ABOUT THIS EXERCISE> Return exactly the span of lines in the following data that opens with the line containing "Need: x and y for each instance of the bench, given" and closes with the line containing "Target: dog harness". Include nothing else.
*** Opening of SOURCE INFORMATION ***
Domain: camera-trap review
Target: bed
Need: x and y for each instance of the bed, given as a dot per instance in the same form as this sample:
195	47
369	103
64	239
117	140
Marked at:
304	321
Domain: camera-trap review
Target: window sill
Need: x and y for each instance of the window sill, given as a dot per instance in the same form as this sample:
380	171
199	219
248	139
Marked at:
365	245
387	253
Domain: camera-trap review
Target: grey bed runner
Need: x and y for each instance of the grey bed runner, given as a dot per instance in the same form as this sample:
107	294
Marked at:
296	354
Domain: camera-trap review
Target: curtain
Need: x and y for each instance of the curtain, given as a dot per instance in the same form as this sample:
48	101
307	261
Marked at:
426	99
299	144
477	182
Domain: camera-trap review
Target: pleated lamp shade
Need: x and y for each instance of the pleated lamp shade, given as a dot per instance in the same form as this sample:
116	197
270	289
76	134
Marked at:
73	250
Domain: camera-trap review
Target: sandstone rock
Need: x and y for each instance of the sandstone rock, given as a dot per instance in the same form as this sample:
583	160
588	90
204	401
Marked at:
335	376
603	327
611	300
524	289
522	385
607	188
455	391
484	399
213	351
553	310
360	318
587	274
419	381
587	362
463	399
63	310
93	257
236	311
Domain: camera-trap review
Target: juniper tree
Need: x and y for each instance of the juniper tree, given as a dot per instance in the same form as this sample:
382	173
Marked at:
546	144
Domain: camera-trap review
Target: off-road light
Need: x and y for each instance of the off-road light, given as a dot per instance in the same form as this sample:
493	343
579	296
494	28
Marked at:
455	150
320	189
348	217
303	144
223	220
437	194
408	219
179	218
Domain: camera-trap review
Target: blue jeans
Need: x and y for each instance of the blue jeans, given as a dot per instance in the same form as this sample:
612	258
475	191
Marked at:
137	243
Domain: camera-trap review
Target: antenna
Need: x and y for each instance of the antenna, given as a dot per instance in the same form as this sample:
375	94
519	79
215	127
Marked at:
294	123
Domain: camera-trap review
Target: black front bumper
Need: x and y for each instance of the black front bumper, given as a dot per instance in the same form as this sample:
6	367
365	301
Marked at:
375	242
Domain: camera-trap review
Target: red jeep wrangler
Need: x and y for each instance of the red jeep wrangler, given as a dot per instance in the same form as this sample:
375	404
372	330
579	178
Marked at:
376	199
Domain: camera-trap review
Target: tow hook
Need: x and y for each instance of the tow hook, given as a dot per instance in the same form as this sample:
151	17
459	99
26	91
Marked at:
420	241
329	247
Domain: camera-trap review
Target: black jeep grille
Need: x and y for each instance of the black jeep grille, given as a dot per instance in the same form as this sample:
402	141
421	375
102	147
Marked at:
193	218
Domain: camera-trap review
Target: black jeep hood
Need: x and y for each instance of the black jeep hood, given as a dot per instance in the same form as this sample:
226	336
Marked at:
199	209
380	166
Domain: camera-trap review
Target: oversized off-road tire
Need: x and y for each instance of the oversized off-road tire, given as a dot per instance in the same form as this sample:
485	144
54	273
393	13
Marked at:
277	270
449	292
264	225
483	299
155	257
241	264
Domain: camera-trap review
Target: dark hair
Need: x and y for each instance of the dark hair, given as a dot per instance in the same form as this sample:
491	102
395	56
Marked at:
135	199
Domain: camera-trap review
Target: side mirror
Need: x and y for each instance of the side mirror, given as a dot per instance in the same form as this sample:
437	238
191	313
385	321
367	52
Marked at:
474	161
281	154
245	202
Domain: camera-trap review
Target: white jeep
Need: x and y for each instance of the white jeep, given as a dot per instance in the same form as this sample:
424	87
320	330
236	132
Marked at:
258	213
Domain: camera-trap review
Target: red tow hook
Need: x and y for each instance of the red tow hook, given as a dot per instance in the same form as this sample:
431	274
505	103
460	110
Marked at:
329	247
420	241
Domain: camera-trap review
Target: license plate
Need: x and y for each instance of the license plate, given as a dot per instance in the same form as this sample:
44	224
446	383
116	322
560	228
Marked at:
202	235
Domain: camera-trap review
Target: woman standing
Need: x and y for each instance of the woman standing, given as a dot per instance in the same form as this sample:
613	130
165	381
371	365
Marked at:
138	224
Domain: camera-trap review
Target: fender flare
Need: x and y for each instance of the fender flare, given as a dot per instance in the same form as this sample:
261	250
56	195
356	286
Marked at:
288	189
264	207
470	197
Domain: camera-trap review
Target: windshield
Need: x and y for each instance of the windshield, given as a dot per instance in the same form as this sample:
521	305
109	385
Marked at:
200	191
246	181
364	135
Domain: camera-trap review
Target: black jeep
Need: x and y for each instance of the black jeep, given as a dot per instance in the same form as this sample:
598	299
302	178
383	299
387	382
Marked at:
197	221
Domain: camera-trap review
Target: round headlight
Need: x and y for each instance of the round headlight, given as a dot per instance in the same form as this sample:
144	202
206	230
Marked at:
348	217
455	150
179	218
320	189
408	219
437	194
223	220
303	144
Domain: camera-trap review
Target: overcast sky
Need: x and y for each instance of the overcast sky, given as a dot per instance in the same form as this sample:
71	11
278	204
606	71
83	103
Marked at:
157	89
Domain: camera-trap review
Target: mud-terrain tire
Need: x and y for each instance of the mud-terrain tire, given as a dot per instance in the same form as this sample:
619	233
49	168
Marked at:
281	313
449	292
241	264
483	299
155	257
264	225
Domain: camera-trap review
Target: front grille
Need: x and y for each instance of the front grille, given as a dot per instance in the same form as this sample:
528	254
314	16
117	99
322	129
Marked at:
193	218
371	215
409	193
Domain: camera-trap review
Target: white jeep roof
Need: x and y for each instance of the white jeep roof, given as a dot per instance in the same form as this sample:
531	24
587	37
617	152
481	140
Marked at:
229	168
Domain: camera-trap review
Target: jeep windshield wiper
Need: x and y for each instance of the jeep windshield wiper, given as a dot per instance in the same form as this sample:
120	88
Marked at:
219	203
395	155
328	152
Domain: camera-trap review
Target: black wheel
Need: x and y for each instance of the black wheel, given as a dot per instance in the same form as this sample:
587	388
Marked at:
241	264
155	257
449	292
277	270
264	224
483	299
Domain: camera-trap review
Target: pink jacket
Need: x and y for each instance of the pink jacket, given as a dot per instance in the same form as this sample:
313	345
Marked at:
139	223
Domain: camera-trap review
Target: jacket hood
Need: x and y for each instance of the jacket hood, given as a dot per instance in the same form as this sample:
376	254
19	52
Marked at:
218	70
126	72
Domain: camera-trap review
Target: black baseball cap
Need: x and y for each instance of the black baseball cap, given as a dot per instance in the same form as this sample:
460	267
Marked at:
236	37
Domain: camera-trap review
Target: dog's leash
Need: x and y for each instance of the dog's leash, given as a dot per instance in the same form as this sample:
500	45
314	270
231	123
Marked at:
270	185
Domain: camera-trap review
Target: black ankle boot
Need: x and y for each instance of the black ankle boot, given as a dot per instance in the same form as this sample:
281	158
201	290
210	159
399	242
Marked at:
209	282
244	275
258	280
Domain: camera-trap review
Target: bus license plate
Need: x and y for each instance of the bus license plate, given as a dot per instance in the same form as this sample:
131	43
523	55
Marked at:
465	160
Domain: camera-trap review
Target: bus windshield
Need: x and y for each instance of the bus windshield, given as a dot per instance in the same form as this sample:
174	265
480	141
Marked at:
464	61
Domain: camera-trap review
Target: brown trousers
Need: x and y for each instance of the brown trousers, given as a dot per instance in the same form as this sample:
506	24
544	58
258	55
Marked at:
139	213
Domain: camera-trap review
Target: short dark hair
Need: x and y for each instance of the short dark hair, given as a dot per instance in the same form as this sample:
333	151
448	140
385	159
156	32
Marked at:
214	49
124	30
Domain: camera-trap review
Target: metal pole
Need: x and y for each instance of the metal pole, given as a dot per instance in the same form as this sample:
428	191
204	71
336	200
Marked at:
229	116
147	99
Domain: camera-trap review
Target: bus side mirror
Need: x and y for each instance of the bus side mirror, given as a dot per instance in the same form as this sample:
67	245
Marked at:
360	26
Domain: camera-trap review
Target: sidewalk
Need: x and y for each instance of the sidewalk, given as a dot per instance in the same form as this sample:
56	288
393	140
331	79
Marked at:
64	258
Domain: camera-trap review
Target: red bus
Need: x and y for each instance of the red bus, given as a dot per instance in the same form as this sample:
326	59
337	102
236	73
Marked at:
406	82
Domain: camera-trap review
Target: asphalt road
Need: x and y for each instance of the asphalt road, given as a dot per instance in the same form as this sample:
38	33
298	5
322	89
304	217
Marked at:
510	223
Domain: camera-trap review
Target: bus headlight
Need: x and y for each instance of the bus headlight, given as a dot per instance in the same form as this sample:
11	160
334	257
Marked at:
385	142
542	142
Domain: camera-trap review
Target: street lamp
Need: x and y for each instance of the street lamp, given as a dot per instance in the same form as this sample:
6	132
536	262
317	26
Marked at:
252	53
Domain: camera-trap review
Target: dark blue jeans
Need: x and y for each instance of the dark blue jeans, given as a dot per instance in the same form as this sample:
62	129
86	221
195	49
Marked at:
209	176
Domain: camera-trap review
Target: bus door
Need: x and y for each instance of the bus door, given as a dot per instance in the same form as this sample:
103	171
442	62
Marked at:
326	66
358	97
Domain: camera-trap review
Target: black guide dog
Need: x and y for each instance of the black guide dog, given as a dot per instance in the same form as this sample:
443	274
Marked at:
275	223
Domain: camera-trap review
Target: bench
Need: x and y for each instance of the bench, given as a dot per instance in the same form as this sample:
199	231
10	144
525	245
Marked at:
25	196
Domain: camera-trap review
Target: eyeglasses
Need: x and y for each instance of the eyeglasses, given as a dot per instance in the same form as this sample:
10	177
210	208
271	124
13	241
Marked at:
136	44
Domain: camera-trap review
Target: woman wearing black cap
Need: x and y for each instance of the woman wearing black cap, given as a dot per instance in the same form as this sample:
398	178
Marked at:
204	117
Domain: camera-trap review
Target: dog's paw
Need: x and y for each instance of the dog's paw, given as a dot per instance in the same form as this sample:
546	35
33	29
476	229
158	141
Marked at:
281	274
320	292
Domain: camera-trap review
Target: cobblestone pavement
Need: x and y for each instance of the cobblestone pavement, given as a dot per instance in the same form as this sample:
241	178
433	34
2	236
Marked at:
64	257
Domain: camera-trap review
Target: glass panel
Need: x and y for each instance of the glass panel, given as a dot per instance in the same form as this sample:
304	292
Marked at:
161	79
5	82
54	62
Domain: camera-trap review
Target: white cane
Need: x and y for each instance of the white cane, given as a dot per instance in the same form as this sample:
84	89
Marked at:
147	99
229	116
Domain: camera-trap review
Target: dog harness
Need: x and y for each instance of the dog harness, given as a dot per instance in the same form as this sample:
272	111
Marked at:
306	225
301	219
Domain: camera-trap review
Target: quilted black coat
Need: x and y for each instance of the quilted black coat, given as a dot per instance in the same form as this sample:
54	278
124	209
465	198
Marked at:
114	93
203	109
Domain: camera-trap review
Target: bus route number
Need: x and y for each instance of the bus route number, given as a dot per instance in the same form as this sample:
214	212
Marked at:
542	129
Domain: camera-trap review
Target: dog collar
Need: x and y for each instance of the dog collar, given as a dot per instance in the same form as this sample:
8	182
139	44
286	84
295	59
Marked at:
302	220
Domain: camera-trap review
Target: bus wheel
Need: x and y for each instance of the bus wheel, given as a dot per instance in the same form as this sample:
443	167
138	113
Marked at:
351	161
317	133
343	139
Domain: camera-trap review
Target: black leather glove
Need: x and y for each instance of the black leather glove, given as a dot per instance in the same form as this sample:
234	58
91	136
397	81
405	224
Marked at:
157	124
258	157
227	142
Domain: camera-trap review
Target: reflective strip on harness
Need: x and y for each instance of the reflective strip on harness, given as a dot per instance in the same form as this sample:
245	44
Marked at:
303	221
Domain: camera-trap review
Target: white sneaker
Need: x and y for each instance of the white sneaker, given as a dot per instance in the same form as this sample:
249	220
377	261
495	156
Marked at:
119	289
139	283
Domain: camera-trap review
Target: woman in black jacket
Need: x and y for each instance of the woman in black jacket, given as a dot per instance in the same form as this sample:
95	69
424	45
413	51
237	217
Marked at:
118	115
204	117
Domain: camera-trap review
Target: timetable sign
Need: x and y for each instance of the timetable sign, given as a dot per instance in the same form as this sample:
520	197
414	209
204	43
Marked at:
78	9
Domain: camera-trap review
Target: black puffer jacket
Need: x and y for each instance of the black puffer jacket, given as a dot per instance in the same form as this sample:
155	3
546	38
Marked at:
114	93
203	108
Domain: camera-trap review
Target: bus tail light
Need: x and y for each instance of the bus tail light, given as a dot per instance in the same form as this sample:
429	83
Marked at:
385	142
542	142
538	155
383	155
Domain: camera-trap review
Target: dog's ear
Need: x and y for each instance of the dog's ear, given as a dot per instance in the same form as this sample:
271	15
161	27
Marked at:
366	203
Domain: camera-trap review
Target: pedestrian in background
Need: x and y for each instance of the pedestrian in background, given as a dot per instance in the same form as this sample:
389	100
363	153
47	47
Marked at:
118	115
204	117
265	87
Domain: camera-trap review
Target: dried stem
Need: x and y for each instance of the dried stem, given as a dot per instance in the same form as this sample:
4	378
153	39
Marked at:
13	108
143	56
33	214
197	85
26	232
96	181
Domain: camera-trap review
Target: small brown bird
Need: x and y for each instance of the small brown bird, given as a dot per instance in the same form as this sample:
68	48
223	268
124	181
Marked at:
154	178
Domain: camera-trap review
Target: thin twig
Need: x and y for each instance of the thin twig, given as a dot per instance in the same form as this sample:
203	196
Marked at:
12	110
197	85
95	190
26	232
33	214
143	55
*** Close of SOURCE INFORMATION ***
EXERCISE OUTPUT>
Need: x and y for each instance of the bench, given as a dot per instance in the same form as this sample:
199	231
10	144
525	245
Marked at:
25	196
Domain: camera-trap review
Target: eyeglasses
Need: x and y for each instance of the eyeglasses, given as a dot per instance in the same form as this sample:
10	177
210	208
271	124
13	241
Marked at:
136	44
Domain: camera-trap review
Target: woman wearing black cap
Need: x and y for each instance of the woman wearing black cap, given as a dot per instance in the same form as this sample:
398	178
Marked at:
204	117
Domain: camera-trap review
Target: dog's paw
Need: x and y for each instance of the dog's paw, given as a dot per instance in the same form as this sample:
546	35
33	29
476	229
158	141
Marked at:
281	274
320	292
Domain: camera-trap review
Target: cobblestone pavement
Need: x and y for each instance of the cobblestone pavement, given as a dot per instance in the same form as this sample:
241	178
433	34
2	236
Marked at:
64	257
Domain: camera-trap review
Target: glass panel
Need: x and y for each instance of the glass panel, given as a dot per instance in the same form as this sample:
304	292
Marked at:
161	79
5	82
54	62
Domain: camera-trap review
Target: white cane
Need: x and y for each instance of the white cane, given as a dot per instance in the same form as this sample:
84	89
Marked at:
147	99
229	116
Domain: camera-trap review
Target: dog harness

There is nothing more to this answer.